[Start of section]

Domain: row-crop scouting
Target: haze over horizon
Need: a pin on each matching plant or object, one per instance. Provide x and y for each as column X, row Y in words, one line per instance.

[End of section]
[Start of section]

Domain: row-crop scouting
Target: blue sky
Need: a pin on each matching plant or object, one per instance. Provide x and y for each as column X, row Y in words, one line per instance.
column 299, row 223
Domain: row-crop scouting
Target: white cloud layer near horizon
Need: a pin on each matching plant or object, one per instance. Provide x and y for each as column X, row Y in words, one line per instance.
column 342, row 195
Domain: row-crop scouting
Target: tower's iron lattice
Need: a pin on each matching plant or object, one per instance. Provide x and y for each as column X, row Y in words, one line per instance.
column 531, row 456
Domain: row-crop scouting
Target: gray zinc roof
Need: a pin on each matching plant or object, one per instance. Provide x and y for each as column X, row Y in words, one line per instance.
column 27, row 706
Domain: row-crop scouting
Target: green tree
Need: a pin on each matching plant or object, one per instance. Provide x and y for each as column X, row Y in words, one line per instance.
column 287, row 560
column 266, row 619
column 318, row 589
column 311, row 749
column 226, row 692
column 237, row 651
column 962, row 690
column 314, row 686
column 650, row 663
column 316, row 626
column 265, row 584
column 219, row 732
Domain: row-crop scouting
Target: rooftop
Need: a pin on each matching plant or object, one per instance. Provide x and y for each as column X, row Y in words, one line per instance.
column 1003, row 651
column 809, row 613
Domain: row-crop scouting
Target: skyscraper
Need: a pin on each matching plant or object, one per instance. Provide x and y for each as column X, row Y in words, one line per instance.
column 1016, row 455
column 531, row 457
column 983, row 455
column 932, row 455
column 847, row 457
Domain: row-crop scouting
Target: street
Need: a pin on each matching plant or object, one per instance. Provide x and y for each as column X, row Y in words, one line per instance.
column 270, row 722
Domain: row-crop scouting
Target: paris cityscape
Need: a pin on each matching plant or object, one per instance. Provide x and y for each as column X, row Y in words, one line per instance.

[End of section]

● Your assignment: The reply must be a number and nothing more: the count of lines above that contain the word "Target".

● Response to this task: 10